=== WORK TO COMPLETE ===
Copy each line of the data that has "ceiling" in it.

=== SUPPLIED DATA ===

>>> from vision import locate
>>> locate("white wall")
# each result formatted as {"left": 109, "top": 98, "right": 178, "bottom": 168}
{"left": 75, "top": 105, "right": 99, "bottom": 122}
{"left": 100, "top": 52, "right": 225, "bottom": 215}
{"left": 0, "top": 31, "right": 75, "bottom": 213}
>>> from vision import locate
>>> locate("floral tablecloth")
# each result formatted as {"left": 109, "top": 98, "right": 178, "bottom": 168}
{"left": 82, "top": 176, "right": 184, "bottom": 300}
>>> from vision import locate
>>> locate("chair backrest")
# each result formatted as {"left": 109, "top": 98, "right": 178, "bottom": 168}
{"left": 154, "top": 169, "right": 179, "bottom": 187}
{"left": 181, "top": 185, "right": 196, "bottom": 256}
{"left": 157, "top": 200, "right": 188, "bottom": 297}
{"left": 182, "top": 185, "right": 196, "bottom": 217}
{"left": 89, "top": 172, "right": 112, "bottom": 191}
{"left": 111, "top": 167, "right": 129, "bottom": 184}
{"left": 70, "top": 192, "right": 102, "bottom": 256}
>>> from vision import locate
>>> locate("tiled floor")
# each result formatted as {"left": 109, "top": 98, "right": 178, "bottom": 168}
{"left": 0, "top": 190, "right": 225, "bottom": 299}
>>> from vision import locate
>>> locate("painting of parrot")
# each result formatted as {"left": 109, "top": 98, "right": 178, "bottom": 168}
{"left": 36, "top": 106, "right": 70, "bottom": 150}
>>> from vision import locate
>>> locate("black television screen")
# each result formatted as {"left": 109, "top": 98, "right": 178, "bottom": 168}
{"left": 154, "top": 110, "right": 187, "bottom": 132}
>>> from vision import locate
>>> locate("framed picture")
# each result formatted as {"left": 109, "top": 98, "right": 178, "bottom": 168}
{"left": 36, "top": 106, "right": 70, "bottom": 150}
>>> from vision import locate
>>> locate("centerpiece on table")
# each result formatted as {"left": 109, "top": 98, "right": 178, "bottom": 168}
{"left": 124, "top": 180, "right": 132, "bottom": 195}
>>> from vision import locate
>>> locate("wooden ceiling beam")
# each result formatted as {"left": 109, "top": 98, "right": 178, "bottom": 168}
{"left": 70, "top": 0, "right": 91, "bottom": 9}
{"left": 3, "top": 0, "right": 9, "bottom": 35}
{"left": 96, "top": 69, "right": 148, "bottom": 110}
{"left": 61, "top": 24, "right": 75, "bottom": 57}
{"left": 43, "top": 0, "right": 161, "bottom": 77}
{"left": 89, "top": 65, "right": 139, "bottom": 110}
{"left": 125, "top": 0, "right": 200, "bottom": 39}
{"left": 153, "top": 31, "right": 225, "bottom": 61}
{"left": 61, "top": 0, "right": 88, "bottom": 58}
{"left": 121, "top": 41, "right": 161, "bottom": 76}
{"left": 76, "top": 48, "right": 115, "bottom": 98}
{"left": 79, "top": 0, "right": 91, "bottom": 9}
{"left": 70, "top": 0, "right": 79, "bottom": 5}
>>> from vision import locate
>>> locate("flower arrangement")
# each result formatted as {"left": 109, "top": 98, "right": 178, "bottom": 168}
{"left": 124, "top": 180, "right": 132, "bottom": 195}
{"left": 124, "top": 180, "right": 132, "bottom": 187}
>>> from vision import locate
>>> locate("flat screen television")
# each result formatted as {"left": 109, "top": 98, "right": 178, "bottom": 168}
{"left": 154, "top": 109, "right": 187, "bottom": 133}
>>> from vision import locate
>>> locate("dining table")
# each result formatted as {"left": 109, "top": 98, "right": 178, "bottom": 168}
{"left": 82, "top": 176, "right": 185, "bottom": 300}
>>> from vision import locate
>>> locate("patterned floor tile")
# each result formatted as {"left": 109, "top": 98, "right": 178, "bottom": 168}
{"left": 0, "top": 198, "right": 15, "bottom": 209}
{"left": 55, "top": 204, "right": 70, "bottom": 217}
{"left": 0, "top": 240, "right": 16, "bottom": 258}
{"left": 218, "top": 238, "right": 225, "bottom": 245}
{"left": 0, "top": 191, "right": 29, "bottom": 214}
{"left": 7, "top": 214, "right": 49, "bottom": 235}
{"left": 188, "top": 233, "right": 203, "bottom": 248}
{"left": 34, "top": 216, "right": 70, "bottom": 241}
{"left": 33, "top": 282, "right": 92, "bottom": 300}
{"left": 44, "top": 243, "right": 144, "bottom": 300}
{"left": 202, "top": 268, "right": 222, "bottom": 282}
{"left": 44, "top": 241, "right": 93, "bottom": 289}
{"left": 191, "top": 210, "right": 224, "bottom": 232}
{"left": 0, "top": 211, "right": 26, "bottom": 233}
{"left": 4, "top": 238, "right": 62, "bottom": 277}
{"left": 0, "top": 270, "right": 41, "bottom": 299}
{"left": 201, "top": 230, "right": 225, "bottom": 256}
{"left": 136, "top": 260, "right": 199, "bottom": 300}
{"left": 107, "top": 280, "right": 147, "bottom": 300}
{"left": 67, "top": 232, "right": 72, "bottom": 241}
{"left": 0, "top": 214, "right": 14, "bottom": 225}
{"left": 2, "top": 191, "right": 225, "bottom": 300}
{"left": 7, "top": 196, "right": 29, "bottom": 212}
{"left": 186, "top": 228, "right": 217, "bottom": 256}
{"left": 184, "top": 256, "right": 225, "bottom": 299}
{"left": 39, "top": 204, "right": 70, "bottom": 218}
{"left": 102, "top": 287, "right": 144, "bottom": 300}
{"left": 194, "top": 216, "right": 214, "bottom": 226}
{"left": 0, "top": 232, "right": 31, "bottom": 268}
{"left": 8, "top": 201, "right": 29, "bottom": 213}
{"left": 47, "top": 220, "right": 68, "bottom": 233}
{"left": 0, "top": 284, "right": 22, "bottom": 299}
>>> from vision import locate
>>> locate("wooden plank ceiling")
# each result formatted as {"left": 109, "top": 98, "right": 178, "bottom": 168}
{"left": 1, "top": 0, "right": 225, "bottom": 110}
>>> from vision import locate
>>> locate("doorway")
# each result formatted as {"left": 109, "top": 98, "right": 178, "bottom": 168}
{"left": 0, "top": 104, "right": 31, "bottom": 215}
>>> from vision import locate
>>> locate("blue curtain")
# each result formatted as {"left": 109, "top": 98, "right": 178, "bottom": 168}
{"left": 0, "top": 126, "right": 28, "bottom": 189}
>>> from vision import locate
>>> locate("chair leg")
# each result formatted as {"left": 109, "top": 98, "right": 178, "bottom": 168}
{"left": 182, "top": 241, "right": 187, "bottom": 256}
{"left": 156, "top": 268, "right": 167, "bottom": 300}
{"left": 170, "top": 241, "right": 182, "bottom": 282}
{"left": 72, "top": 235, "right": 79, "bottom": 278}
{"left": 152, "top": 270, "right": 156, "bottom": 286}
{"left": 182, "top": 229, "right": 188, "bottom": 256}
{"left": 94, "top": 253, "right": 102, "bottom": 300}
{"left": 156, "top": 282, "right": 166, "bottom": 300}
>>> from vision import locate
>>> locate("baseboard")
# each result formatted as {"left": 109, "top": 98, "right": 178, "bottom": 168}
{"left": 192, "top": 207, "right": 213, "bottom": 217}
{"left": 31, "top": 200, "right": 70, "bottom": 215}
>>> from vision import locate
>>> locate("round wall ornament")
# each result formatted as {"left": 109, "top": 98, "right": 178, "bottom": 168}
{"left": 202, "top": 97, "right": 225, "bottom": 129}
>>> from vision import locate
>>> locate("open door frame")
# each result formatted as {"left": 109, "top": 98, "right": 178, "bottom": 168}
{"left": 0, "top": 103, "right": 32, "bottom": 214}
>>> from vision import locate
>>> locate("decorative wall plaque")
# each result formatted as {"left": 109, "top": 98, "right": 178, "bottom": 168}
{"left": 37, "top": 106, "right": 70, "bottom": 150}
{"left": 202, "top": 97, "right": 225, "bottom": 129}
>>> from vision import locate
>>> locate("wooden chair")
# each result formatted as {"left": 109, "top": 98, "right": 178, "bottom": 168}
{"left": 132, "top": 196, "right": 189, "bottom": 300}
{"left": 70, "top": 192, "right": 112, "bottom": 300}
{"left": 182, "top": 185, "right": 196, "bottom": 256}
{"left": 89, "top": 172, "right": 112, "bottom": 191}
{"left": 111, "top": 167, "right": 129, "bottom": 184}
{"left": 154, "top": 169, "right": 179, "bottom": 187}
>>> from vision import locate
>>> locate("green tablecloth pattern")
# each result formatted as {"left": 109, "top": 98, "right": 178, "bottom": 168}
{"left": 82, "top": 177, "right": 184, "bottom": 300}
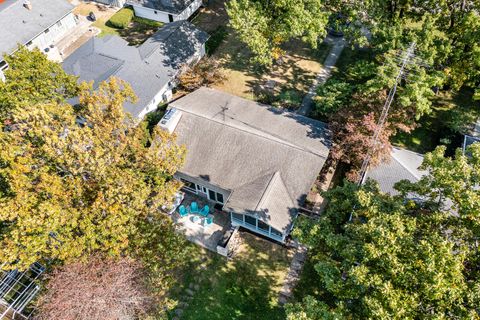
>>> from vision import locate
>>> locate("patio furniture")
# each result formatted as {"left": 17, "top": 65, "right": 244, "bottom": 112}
{"left": 178, "top": 205, "right": 188, "bottom": 217}
{"left": 199, "top": 205, "right": 210, "bottom": 217}
{"left": 189, "top": 201, "right": 199, "bottom": 214}
{"left": 191, "top": 215, "right": 200, "bottom": 223}
{"left": 203, "top": 216, "right": 213, "bottom": 227}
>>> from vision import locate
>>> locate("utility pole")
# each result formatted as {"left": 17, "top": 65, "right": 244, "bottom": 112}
{"left": 355, "top": 42, "right": 417, "bottom": 186}
{"left": 348, "top": 42, "right": 417, "bottom": 222}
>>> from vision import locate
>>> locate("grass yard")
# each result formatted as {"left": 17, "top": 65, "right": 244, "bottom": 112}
{"left": 166, "top": 232, "right": 293, "bottom": 320}
{"left": 392, "top": 88, "right": 480, "bottom": 154}
{"left": 190, "top": 0, "right": 331, "bottom": 109}
{"left": 211, "top": 30, "right": 331, "bottom": 108}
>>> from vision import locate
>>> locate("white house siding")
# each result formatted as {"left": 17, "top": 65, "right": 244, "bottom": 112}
{"left": 92, "top": 0, "right": 126, "bottom": 7}
{"left": 28, "top": 12, "right": 77, "bottom": 52}
{"left": 132, "top": 0, "right": 202, "bottom": 23}
{"left": 137, "top": 83, "right": 171, "bottom": 119}
{"left": 131, "top": 5, "right": 173, "bottom": 23}
{"left": 175, "top": 0, "right": 202, "bottom": 21}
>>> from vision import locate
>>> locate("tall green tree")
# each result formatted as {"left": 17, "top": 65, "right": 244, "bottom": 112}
{"left": 0, "top": 78, "right": 185, "bottom": 270}
{"left": 0, "top": 46, "right": 78, "bottom": 119}
{"left": 226, "top": 0, "right": 329, "bottom": 65}
{"left": 287, "top": 143, "right": 480, "bottom": 319}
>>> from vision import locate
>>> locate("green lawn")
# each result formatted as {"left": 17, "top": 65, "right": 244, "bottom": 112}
{"left": 166, "top": 232, "right": 292, "bottom": 320}
{"left": 392, "top": 88, "right": 480, "bottom": 154}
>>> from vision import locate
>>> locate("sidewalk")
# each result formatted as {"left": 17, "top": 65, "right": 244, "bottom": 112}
{"left": 297, "top": 36, "right": 345, "bottom": 116}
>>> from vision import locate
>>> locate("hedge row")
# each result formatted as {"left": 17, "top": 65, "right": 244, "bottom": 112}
{"left": 108, "top": 7, "right": 134, "bottom": 29}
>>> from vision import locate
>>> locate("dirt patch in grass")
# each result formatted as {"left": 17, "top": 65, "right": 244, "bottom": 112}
{"left": 191, "top": 0, "right": 229, "bottom": 33}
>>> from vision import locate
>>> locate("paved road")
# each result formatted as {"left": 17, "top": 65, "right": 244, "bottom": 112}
{"left": 297, "top": 36, "right": 345, "bottom": 116}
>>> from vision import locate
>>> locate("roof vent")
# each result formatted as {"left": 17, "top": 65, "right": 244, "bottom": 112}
{"left": 23, "top": 0, "right": 32, "bottom": 10}
{"left": 158, "top": 108, "right": 182, "bottom": 133}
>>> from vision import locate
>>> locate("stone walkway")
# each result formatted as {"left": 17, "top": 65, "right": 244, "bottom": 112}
{"left": 278, "top": 240, "right": 308, "bottom": 305}
{"left": 297, "top": 36, "right": 346, "bottom": 116}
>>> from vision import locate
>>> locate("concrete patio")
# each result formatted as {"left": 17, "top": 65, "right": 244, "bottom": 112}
{"left": 172, "top": 193, "right": 231, "bottom": 251}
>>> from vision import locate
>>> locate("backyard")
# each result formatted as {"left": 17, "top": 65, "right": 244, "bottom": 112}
{"left": 166, "top": 232, "right": 293, "bottom": 320}
{"left": 191, "top": 0, "right": 331, "bottom": 109}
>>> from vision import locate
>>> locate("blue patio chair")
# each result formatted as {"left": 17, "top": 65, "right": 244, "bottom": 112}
{"left": 203, "top": 216, "right": 213, "bottom": 227}
{"left": 199, "top": 205, "right": 210, "bottom": 217}
{"left": 178, "top": 205, "right": 188, "bottom": 217}
{"left": 189, "top": 202, "right": 199, "bottom": 214}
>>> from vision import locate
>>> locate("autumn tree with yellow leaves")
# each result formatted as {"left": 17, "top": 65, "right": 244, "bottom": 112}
{"left": 0, "top": 72, "right": 185, "bottom": 269}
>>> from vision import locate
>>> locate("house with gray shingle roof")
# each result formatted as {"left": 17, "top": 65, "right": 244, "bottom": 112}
{"left": 0, "top": 0, "right": 77, "bottom": 77}
{"left": 128, "top": 0, "right": 203, "bottom": 23}
{"left": 364, "top": 147, "right": 427, "bottom": 195}
{"left": 62, "top": 20, "right": 209, "bottom": 119}
{"left": 161, "top": 88, "right": 331, "bottom": 243}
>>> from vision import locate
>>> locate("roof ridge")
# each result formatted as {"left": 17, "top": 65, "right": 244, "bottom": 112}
{"left": 391, "top": 148, "right": 424, "bottom": 180}
{"left": 254, "top": 172, "right": 278, "bottom": 211}
{"left": 176, "top": 108, "right": 328, "bottom": 159}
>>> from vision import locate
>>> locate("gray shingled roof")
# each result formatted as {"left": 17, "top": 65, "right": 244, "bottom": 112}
{"left": 63, "top": 21, "right": 208, "bottom": 118}
{"left": 0, "top": 0, "right": 74, "bottom": 61}
{"left": 170, "top": 88, "right": 331, "bottom": 233}
{"left": 364, "top": 147, "right": 427, "bottom": 195}
{"left": 128, "top": 0, "right": 195, "bottom": 14}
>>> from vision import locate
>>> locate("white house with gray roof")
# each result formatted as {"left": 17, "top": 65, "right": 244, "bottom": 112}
{"left": 0, "top": 0, "right": 77, "bottom": 75}
{"left": 63, "top": 20, "right": 208, "bottom": 119}
{"left": 364, "top": 147, "right": 427, "bottom": 195}
{"left": 128, "top": 0, "right": 203, "bottom": 23}
{"left": 161, "top": 88, "right": 331, "bottom": 243}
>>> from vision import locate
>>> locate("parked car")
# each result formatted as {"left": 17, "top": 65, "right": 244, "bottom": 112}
{"left": 161, "top": 192, "right": 185, "bottom": 215}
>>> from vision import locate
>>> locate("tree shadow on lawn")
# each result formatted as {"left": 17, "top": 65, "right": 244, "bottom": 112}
{"left": 170, "top": 233, "right": 289, "bottom": 320}
{"left": 215, "top": 31, "right": 325, "bottom": 108}
{"left": 114, "top": 21, "right": 161, "bottom": 46}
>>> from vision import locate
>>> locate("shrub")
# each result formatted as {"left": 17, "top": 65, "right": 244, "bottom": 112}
{"left": 313, "top": 79, "right": 353, "bottom": 119}
{"left": 178, "top": 57, "right": 226, "bottom": 91}
{"left": 206, "top": 26, "right": 228, "bottom": 55}
{"left": 108, "top": 7, "right": 134, "bottom": 29}
{"left": 274, "top": 89, "right": 302, "bottom": 108}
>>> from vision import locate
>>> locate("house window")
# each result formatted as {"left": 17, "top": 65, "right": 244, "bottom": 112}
{"left": 231, "top": 212, "right": 243, "bottom": 222}
{"left": 0, "top": 61, "right": 7, "bottom": 71}
{"left": 244, "top": 215, "right": 256, "bottom": 228}
{"left": 216, "top": 193, "right": 224, "bottom": 204}
{"left": 154, "top": 10, "right": 157, "bottom": 14}
{"left": 208, "top": 190, "right": 216, "bottom": 201}
{"left": 257, "top": 220, "right": 269, "bottom": 233}
{"left": 180, "top": 178, "right": 196, "bottom": 192}
{"left": 270, "top": 227, "right": 283, "bottom": 238}
{"left": 44, "top": 28, "right": 50, "bottom": 34}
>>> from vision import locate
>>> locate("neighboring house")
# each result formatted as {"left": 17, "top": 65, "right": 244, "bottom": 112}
{"left": 463, "top": 118, "right": 480, "bottom": 154}
{"left": 91, "top": 0, "right": 126, "bottom": 7}
{"left": 63, "top": 21, "right": 209, "bottom": 119}
{"left": 160, "top": 88, "right": 331, "bottom": 243}
{"left": 363, "top": 147, "right": 427, "bottom": 195}
{"left": 127, "top": 0, "right": 203, "bottom": 23}
{"left": 0, "top": 0, "right": 77, "bottom": 74}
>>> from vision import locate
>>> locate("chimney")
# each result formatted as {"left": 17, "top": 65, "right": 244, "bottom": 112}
{"left": 23, "top": 0, "right": 32, "bottom": 10}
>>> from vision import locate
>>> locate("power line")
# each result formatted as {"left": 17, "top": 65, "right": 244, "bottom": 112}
{"left": 348, "top": 42, "right": 417, "bottom": 222}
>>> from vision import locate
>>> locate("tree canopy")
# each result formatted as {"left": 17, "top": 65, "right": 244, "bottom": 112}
{"left": 226, "top": 0, "right": 329, "bottom": 65}
{"left": 0, "top": 77, "right": 185, "bottom": 270}
{"left": 287, "top": 143, "right": 480, "bottom": 319}
{"left": 0, "top": 46, "right": 78, "bottom": 119}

=== SOLUTION FOR THIS PROBLEM ===
>>> locate("wooden ceiling beam")
>>> locate("wooden plank ceiling")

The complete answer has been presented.